*Extrait du texte*.
################
Compte tenu du contexte guerrier, il est délicat de parler de « mal nécessaire ». Toutefois, il faut bien admettre que cette crise est venue rappeler (durement) à l'Europe les dangers de sa dépendance aux énergies fossiles : pour mémoire, la France importe 99 % de son pétrole et de son gaz, sans être pourtant l'État-membre de l'UE le plus fragile. Désormais, il est évident que la politique de décarbonation n'est pas uniquement destinée à lutter contre le changement climatique, mais qu'elle est essentielle à la sécurité collective de l'Europe et à sa dynamique économique.

Quels mécanismes peut-on mettre en place pour ne plus dépendre des fluctuations du prix du gaz ?

Les chaînes d'approvisionnement en gaz ont été réorganisées en 2022, en particulier via le GNL (et notamment l'apport massif des États-Unis). Aussi, le plus difficile est sans doute passé et il y a peu de risques à moyen terme de retrouver les sommets atteints il y a un an, avec des cours 10 fois plus élevés qu'avant le conflit. Mais, nous avons également la garantie de payer le gaz 2 à 3 fois plus cher qu'auparavant, notamment parce qu'acheminer le gaz liquéfié est plus coûteux. Dans le même temps, une réforme du marché de l'électricité est en discussion pour que son prix dépende moins de celui du gaz. Mais les négociations durent, notamment en raison de l'opposition franco-allemande sur le financement des actifs nucléaires dans un marché réformé.

Vous observez des mouvements pour les industries énergo-intensives vers les États-Unis ou vers le Moyen Orient compte tenu de cette conjoncture plus trouble pour l'industrie européenne. Pouvez-vous nous en donner quelques exemples ?
################
*Extrait des données*.
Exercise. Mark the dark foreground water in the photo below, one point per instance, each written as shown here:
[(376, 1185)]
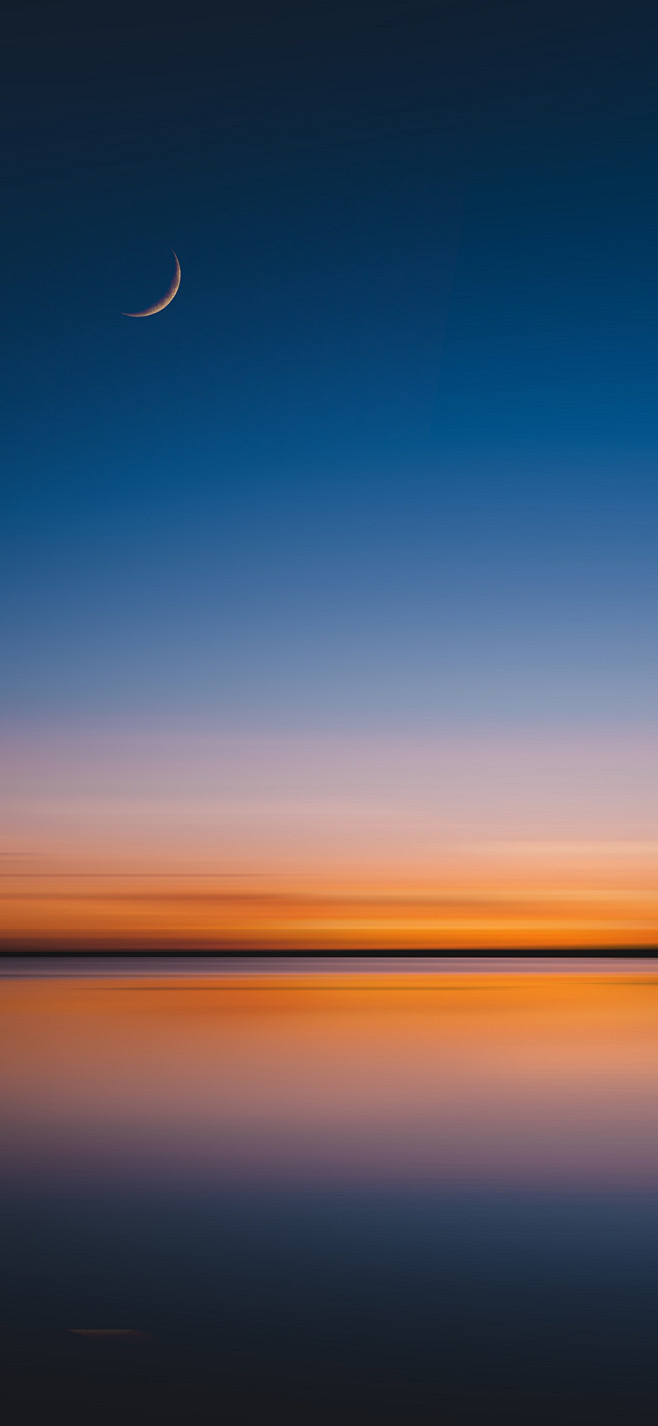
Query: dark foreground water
[(331, 1198)]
################
*Consignes*.
- a) Résumez en deux phrases le texte sur la dépendance énergétique de l'Europe.
- b) Répondez à ces questions d'après le texte sur la dépendance énergétique de l'Europe :
(i) Quelle part de son pétrole et de son gaz la France importe-t-elle ?
(ii) Quel pays a fortement contribué à l'apport de GNL ?
(iii) Sur quel point porte l'opposition franco-allemande dans les négociations ?
- c) Prolongez le texte sur la dépendance énergétique de l'Europe à partir de sa dernière phrase.

*Réponses attendues*.
- a) La crise a rappelé durement à l'Europe les dangers de sa dépendance aux énergies fossiles, et la décarbonation apparaît désormais essentielle à sa sécurité collective et à son économie, pas seulement au climat. Grâce à la réorganisation de l'approvisionnement en gaz, surtout par le GNL, le plus dur semble passé, mais le gaz coûtera 2 à 3 fois plus cher qu'avant, tandis qu'une réforme du marché de l'électricité piétine à cause d'un désaccord franco-allemand sur le financement du nucléaire.

- b)
(i) 99 %.
(ii) Les États-Unis.
(iii) Le financement des actifs nucléaires dans un marché réformé.

- c)
Il est trop tôt pour juger de la profondeur du phénomène. Certes, on a très vite vu que les secteurs les plus directement dépendants du gaz russe seraient fragilisés, comme la chimie allemande (avec des annonces spectaculaires de BASF, par exemple). Mais, en 2022, les États européens se sont efforcés de compenser une part du choc par des mesures de soutien des secteurs industriels les plus directement affectés et des ménages : point selon le think tank Bruegel, ces amortisseurs ont coûté de l'ordre de 700 milliards d'euros à l'Europe. Par ailleurs, La Commission européenne a établi un cadre dérogatoire pour les aides d'état jusqu'à la fin 2025 pour continuer à soutenir les objectifs d'une industrie « zéro émissions nettes ». Même si l'économie européenne dans son ensemble - et notamment la France - s'est avérée résiliente, l'enchaînement des chocs créer une configuration totalement inédite. Et, dans ce cadre, l'apathie allemande n'est pas une bonne nouvelle...

En quoi les politiques de décarbonation américaines et chinoises ont-elles un impact négatif sur notre industrie ?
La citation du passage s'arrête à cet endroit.